:: Given data ::
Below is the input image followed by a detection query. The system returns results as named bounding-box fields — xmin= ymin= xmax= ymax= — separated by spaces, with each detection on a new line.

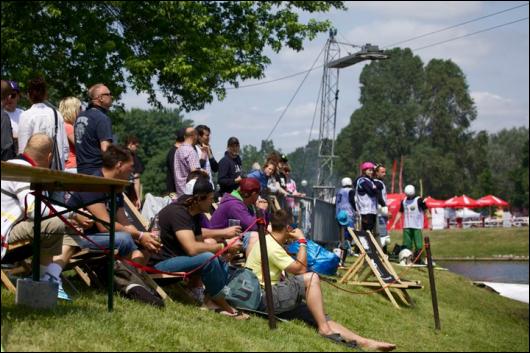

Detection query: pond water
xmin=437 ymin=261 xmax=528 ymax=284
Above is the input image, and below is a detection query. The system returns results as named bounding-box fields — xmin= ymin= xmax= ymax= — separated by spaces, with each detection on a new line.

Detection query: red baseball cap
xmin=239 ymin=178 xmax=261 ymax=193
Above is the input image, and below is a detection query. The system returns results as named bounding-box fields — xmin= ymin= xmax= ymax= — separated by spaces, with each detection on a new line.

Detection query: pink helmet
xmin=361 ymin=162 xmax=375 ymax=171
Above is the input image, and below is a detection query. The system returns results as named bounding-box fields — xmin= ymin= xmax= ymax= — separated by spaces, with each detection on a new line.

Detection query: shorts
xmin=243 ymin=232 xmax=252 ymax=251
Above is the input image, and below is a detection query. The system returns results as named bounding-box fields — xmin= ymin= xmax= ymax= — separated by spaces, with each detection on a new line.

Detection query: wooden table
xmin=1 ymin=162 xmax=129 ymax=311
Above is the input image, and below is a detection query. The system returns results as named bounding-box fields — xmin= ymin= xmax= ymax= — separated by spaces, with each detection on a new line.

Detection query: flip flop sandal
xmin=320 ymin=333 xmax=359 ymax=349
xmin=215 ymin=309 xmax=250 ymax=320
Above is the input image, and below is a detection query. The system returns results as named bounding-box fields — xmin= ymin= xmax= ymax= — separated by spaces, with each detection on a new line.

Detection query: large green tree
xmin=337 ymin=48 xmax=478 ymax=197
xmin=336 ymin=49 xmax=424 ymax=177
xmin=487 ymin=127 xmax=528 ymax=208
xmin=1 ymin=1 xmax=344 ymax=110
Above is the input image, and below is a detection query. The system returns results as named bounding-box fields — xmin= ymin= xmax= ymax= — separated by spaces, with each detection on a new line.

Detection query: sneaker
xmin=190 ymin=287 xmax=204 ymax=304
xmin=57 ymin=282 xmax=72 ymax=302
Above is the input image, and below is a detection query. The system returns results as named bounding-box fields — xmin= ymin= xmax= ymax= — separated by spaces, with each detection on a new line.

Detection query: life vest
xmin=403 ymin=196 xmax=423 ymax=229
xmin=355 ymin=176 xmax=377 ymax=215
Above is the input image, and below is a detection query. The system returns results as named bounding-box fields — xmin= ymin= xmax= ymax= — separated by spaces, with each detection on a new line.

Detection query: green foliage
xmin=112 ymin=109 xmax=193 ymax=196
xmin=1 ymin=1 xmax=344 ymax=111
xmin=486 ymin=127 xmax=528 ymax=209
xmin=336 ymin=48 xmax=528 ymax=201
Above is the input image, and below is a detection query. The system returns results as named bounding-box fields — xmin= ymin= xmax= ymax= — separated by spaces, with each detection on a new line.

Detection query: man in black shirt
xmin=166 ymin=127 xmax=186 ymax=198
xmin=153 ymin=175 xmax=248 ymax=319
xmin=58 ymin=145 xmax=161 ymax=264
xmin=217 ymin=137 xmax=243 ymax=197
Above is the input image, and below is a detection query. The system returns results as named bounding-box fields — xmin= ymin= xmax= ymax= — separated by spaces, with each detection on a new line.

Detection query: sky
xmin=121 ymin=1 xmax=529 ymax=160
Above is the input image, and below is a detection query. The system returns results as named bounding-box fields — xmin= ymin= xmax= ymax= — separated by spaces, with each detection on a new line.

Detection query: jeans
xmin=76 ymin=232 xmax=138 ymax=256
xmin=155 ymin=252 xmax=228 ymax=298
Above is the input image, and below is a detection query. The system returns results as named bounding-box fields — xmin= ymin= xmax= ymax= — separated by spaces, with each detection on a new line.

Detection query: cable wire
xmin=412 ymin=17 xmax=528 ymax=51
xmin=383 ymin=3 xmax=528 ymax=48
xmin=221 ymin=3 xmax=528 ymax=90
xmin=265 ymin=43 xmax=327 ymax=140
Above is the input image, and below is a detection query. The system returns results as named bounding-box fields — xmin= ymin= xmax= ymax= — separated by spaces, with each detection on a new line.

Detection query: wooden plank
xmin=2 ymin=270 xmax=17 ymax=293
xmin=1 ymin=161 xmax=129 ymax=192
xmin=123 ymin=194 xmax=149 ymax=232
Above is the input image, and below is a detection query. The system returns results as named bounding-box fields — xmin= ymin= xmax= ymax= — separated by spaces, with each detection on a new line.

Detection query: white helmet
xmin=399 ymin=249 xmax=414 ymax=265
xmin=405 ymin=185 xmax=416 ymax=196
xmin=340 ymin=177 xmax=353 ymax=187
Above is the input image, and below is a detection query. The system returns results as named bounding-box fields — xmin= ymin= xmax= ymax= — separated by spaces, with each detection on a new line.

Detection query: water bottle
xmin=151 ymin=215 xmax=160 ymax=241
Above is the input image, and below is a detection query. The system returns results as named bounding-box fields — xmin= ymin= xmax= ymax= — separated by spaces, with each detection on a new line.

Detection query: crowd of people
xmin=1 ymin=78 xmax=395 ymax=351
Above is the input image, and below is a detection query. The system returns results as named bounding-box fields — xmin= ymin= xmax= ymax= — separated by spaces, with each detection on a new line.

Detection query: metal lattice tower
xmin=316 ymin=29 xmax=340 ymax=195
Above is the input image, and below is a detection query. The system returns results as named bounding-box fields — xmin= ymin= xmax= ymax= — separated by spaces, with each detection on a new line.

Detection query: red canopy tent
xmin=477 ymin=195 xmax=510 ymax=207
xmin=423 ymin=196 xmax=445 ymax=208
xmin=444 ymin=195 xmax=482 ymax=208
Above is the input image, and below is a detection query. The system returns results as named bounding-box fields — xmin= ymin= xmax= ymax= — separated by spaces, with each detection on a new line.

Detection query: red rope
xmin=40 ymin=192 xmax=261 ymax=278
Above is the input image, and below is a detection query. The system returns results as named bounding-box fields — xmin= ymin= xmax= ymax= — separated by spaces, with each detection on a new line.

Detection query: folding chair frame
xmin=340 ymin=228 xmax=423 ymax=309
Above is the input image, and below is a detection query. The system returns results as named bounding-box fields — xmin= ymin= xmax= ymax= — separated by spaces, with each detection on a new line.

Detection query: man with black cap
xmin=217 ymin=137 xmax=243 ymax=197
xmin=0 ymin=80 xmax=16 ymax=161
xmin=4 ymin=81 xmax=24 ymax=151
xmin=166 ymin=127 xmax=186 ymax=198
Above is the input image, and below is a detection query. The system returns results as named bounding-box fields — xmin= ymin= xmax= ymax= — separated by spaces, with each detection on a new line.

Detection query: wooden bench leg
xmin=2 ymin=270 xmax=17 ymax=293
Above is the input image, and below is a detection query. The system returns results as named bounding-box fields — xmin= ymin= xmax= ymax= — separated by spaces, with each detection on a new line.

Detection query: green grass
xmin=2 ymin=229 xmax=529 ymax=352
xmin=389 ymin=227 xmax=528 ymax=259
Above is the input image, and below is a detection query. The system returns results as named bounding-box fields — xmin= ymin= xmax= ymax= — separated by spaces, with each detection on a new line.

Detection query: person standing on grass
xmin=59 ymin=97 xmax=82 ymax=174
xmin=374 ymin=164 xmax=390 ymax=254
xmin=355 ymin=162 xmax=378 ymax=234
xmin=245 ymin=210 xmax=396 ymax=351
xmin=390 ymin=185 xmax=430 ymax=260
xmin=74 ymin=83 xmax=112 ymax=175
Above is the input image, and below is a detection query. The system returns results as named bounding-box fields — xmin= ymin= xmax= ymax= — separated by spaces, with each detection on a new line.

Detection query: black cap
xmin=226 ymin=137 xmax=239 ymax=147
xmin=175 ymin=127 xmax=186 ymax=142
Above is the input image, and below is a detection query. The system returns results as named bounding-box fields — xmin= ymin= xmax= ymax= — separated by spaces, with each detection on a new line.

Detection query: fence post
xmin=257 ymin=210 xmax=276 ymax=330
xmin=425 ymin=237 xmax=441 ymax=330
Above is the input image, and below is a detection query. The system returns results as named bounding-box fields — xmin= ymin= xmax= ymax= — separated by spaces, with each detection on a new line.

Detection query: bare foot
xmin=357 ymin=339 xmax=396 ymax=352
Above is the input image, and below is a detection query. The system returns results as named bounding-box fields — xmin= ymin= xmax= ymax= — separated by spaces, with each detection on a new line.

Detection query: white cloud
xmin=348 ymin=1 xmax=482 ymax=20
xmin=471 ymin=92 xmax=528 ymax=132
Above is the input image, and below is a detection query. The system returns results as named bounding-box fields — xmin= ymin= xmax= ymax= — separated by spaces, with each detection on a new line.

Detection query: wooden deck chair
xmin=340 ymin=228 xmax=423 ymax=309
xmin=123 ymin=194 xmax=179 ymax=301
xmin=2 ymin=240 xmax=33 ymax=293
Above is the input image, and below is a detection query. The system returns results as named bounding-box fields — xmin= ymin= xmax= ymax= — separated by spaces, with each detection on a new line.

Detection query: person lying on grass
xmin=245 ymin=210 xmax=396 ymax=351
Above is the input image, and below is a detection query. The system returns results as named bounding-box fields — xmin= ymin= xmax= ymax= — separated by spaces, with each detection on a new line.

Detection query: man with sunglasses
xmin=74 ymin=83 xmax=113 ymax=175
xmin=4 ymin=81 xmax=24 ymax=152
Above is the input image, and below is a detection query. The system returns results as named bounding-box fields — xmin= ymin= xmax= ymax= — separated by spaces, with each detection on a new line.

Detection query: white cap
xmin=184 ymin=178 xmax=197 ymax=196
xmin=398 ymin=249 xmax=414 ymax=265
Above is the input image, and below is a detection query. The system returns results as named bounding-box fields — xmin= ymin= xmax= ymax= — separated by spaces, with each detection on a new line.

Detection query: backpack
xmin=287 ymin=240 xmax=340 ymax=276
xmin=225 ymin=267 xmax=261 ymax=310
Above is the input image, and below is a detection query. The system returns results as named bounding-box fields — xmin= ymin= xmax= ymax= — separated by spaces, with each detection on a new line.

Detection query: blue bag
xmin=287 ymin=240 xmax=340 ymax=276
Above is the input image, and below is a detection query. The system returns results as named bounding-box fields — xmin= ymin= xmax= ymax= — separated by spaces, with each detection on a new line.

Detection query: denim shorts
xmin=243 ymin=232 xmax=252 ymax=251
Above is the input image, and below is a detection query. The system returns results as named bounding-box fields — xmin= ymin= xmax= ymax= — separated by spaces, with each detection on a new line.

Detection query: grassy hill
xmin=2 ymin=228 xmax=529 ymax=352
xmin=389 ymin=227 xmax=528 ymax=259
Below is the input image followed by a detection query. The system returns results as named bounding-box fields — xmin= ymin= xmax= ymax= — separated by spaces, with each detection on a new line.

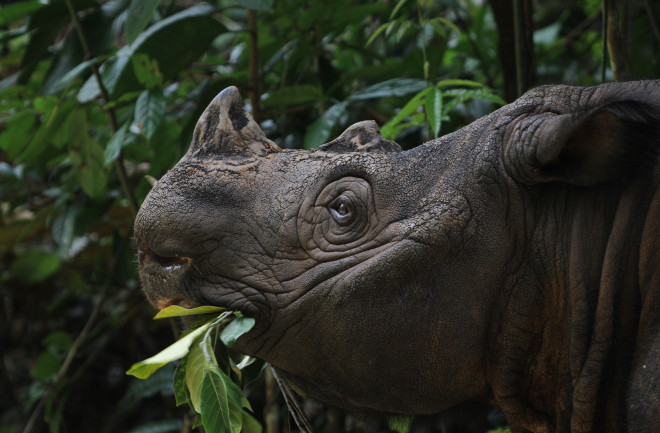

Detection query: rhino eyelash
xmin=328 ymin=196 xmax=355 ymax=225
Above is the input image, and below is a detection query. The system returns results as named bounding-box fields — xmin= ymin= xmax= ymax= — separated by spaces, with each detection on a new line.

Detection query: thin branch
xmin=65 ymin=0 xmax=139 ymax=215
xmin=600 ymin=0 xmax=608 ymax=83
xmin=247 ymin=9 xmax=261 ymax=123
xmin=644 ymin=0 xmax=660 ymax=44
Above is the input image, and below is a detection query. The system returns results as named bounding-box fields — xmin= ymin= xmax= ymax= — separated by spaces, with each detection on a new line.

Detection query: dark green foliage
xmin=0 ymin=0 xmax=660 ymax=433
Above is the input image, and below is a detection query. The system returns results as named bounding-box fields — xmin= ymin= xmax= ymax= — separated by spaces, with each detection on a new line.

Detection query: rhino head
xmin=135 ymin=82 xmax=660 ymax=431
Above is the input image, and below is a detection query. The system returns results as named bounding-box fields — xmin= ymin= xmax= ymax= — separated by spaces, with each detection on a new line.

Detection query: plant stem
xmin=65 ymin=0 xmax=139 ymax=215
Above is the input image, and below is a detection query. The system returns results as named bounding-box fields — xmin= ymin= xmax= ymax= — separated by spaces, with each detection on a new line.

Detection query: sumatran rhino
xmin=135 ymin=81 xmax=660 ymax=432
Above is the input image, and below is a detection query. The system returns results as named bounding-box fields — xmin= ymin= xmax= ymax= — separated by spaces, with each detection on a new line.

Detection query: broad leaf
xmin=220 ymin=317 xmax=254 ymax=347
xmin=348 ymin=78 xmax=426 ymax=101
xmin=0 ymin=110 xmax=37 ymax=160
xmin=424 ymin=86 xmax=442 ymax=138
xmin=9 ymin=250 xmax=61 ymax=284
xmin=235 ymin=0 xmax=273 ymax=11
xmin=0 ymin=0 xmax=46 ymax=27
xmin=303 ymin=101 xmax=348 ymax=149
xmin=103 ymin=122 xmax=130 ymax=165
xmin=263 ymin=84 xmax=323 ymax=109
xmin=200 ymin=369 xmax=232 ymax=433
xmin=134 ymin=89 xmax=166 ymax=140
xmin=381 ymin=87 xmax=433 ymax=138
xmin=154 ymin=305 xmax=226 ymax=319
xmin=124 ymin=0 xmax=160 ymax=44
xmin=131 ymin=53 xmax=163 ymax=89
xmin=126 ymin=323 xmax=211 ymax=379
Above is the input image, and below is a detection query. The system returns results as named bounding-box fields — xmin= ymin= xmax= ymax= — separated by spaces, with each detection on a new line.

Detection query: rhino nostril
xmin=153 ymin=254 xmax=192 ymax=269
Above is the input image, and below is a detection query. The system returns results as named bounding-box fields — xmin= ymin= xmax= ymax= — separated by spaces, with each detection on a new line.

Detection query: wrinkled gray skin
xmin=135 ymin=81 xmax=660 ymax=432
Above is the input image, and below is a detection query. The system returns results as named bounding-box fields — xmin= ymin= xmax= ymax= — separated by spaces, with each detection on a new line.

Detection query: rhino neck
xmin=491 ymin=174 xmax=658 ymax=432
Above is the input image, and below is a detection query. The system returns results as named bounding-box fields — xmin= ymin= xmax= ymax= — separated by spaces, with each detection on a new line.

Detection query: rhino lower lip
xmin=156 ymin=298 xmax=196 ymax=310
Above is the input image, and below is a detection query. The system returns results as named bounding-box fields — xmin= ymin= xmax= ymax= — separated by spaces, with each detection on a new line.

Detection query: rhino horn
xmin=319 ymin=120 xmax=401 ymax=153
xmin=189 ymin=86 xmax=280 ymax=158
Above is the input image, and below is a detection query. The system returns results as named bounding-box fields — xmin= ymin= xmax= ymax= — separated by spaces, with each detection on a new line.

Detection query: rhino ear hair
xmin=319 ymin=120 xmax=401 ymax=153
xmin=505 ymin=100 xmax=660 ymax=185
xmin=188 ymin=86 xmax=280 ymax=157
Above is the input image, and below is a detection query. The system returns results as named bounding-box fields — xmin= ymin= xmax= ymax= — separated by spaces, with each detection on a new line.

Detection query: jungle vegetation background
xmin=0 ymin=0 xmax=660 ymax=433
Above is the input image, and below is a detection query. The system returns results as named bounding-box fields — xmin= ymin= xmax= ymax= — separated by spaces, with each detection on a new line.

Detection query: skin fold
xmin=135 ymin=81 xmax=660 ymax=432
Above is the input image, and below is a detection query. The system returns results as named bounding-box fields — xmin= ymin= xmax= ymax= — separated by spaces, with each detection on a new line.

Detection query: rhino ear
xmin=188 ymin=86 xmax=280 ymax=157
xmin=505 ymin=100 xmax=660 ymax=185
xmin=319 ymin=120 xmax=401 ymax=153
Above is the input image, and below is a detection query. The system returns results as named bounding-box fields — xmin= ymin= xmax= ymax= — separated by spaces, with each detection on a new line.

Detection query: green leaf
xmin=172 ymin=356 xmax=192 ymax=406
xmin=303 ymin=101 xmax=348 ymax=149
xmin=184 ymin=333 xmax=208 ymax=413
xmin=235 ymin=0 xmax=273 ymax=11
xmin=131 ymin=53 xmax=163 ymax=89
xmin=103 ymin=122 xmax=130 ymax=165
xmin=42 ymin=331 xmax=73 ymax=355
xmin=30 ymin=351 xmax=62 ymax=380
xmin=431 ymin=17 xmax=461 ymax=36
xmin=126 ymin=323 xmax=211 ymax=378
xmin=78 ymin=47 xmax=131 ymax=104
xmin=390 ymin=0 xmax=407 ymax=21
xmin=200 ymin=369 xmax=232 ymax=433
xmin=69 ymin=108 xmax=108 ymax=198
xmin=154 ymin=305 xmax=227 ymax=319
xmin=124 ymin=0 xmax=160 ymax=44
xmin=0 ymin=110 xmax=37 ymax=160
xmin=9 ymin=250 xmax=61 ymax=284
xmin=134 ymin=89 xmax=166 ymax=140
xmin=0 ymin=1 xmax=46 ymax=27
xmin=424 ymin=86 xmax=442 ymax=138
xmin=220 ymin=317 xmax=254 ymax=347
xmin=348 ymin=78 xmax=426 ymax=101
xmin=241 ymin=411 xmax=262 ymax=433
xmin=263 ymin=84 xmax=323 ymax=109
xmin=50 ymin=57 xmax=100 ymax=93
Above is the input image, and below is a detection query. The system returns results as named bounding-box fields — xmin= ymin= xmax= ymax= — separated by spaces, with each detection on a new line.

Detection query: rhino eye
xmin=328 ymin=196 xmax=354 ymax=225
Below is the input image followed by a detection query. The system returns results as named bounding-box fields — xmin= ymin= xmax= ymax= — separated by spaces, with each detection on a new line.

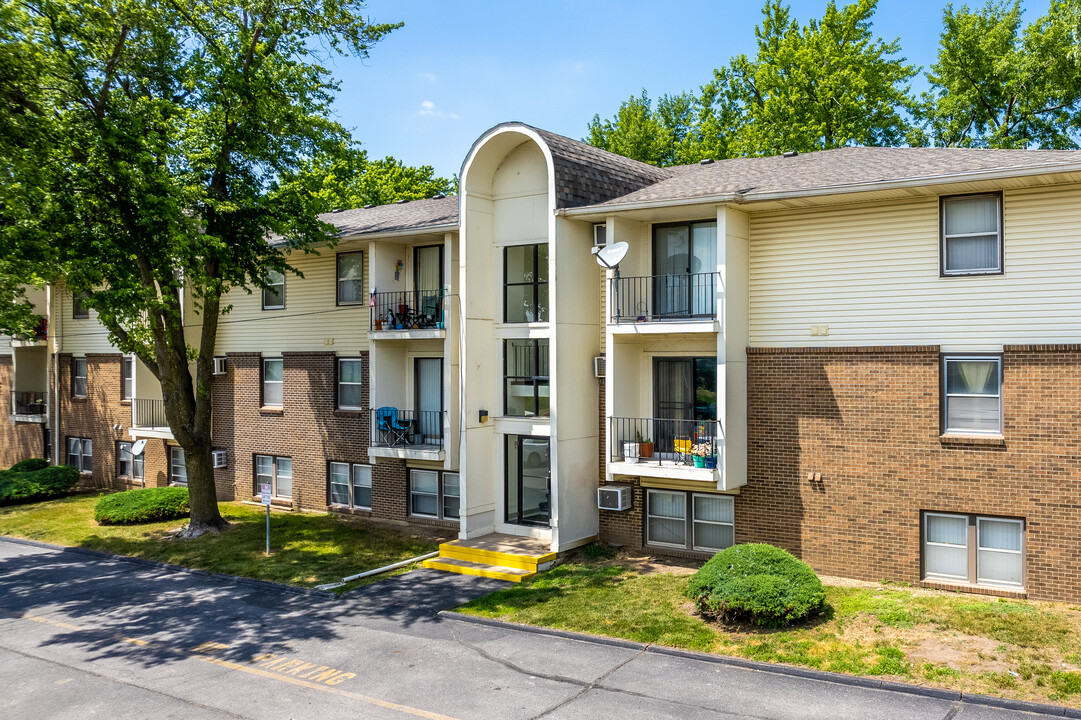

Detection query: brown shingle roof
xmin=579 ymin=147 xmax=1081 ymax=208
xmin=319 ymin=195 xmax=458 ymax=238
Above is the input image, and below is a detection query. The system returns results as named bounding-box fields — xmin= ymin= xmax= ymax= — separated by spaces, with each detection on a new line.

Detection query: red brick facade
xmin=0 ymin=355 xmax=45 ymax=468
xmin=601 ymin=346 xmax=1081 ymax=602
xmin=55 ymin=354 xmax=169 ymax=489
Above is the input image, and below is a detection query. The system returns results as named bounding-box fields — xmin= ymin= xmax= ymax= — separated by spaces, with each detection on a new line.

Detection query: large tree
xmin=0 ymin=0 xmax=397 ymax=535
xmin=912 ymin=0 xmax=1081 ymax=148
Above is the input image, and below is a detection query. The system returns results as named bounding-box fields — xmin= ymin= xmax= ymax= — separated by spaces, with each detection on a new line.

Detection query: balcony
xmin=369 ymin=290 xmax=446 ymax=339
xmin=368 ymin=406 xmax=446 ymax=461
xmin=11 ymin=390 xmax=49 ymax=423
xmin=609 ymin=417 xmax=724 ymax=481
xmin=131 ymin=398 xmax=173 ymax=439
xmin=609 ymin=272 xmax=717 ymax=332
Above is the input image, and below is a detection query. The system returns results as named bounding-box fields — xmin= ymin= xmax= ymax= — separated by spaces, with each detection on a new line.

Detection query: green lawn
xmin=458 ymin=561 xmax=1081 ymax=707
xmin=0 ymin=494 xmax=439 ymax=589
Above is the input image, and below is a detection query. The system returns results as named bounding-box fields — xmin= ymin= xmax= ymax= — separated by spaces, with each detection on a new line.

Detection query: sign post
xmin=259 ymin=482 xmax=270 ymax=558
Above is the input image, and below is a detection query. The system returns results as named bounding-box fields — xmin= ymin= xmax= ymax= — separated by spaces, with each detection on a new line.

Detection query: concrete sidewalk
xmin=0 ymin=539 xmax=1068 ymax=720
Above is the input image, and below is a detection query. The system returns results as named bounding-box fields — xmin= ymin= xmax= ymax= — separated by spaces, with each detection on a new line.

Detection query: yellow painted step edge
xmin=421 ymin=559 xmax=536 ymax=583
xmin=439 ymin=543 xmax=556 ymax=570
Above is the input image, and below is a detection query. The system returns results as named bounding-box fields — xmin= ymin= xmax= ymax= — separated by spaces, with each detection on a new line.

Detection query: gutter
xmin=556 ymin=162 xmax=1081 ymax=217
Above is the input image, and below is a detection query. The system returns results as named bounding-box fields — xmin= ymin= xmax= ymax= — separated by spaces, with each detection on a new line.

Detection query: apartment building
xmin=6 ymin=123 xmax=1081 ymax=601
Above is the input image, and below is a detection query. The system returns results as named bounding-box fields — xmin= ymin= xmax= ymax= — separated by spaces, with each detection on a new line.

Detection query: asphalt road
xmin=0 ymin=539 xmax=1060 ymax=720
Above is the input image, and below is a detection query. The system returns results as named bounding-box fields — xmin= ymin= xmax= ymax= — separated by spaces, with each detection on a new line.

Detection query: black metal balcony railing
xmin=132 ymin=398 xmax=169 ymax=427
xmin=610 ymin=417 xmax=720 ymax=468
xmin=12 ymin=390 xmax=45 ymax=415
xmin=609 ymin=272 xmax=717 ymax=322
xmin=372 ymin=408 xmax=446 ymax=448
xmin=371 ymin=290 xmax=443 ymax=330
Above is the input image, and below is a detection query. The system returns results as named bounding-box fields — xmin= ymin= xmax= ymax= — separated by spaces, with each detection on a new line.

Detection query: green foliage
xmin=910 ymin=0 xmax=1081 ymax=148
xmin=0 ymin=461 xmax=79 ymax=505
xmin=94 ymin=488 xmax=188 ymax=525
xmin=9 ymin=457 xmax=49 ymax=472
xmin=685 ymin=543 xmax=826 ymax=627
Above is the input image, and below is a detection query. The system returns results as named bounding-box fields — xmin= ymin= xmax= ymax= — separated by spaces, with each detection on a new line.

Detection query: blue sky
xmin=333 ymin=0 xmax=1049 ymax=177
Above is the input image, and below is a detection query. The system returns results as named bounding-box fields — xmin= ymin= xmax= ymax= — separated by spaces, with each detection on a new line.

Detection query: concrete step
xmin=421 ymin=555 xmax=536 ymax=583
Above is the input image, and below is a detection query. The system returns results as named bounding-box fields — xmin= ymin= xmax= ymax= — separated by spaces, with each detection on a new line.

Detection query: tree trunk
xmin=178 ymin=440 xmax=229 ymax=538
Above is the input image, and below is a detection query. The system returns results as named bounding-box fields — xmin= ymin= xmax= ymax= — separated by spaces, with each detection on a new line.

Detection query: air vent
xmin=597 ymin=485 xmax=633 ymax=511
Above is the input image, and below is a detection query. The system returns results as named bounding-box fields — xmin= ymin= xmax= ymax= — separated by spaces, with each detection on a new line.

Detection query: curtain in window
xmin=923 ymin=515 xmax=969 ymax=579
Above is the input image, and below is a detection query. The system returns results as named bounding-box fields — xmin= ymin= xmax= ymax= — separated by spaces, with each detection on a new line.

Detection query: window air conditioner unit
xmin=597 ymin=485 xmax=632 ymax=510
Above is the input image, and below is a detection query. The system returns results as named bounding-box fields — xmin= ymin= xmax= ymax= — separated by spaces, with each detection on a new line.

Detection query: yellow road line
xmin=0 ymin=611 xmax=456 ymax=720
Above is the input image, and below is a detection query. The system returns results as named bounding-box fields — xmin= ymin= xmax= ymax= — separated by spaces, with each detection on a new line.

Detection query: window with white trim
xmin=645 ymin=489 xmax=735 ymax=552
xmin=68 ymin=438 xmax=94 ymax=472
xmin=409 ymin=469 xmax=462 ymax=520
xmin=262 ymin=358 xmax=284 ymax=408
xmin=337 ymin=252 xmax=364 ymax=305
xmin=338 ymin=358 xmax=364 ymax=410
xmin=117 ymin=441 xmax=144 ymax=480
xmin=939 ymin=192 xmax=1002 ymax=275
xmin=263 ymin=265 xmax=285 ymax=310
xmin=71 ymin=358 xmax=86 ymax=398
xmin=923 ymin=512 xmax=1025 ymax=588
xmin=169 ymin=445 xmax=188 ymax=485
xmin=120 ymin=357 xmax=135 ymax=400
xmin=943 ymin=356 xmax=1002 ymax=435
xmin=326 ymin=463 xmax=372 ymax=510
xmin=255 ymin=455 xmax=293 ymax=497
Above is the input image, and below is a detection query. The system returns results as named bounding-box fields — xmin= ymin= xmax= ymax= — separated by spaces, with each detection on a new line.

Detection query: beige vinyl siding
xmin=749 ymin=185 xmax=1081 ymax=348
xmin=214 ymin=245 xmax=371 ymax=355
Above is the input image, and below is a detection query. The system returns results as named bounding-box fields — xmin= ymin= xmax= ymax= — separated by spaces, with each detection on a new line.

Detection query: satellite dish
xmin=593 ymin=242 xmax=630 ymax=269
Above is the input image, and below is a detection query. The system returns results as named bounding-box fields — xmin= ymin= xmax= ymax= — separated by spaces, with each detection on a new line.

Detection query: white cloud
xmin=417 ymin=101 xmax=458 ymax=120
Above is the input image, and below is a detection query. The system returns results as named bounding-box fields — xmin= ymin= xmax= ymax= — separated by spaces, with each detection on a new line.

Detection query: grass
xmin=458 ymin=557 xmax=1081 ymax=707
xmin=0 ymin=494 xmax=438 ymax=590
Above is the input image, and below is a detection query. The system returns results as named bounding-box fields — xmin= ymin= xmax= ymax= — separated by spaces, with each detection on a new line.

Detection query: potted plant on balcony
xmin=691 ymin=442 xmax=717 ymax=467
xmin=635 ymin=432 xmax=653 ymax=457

:: Aim of the task ::
Report each line above that contains the word "white", copying every such line in full.

:: Reply ::
Detection query: white helmet
Detection query: white cloud
Detection query: white cap
Detection query: window with white trim
Detection query: white cloud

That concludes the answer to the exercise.